--- Your objective ---
Output every line in the records below, from the line containing "of the window" down to the line containing "pixel 615 200", both included, as a Markdown table. Use a column named Row for its number and a column named Entry for the line, and leave out blank lines.
::: Records provided :::
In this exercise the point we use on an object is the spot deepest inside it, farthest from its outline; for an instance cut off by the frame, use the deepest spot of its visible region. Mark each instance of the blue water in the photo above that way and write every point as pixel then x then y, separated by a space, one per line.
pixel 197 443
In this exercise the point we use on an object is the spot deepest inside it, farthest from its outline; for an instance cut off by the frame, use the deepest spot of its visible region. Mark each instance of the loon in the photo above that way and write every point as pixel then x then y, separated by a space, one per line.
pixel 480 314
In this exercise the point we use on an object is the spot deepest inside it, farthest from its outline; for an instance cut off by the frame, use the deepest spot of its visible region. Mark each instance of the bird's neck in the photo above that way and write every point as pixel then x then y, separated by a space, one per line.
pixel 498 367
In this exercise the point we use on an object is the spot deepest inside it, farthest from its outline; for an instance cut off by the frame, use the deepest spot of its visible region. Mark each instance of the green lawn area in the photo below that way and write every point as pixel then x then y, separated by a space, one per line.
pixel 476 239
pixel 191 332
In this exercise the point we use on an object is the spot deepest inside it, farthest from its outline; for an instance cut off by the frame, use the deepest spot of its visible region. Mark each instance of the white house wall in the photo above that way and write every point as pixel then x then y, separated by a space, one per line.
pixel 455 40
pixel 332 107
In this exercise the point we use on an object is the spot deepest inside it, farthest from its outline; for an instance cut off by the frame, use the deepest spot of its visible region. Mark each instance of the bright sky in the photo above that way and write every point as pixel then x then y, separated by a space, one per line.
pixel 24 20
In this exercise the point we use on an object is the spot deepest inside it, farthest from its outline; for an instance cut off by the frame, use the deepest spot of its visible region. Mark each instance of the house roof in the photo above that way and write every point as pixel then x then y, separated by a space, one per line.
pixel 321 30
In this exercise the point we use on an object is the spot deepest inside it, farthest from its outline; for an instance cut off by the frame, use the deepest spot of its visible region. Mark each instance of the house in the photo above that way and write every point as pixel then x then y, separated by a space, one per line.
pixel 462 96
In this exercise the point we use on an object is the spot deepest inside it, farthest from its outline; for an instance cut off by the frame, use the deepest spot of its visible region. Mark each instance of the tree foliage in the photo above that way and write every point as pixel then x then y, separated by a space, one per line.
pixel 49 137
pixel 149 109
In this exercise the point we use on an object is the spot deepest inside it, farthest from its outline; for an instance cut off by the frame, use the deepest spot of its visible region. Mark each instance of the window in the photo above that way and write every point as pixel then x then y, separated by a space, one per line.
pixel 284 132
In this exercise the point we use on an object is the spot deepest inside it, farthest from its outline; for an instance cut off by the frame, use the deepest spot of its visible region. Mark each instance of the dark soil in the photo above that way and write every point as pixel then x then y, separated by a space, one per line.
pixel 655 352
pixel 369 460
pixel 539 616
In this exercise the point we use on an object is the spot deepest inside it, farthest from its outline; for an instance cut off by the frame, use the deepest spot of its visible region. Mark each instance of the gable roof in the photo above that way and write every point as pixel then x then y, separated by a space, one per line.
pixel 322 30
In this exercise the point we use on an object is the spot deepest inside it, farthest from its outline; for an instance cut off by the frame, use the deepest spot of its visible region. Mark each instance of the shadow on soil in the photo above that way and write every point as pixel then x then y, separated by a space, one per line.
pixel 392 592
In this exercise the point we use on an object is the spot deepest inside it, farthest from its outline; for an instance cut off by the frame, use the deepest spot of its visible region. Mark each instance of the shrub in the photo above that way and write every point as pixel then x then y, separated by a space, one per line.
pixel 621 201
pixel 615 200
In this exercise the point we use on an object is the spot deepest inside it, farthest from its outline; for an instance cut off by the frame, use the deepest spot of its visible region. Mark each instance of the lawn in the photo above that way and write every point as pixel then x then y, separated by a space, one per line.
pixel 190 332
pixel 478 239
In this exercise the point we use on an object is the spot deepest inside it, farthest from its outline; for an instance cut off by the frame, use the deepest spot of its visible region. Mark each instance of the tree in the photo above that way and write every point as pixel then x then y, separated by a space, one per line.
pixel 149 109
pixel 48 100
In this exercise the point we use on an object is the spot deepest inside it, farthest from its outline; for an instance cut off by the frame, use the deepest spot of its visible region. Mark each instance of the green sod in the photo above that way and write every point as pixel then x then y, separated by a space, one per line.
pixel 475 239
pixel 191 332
:::
--- Answer to this task ---
| Row | Entry |
|---|---|
| 1 | In this exercise the point we use on an object is the spot deepest inside it, farthest from its outline; for an instance cut off by the frame, use the deepest spot of its visible region. Mark each instance of the window in the photo above that way and write every point as pixel then x then y, separated by a space, one per line. |
| 2 | pixel 284 132 |
| 3 | In this exercise the point we use on an object is the spot deepest inside it, farthest from its outline; for an instance cut off by the frame, use the deepest spot of its visible region. Mark each instance of the dark soil in the photo above that way and write every point as pixel then x then y, separated by a space, one per line. |
| 4 | pixel 655 352 |
| 5 | pixel 369 460 |
| 6 | pixel 539 616 |
| 7 | In this exercise the point we use on an object is the spot deepest inside it, farthest from its outline; for an instance cut off by the frame, use the deepest spot of its visible region. Mark each instance of the gable roof in the photo above that way and write every point as pixel then x then y, separated by a space, one per line. |
| 8 | pixel 322 30 |
| 9 | In this exercise the point we use on an object is the spot deepest inside it, farthest from its outline; for an instance cut off by the frame, use the deepest spot of its visible region. Mark each instance of the shadow on soil in the photo above that way and write every point as pixel then x then y, separated by a space, one per line. |
| 10 | pixel 392 592 |
| 11 | In this exercise the point we use on an object is the spot deepest inside it, farthest from its outline; for an instance cut off by the frame, use the deepest spot of its visible region. Mark each instance of the shrub in the photo above that way and write every point as pixel then x then y, separated by a space, one per line. |
| 12 | pixel 621 201 |
| 13 | pixel 615 200 |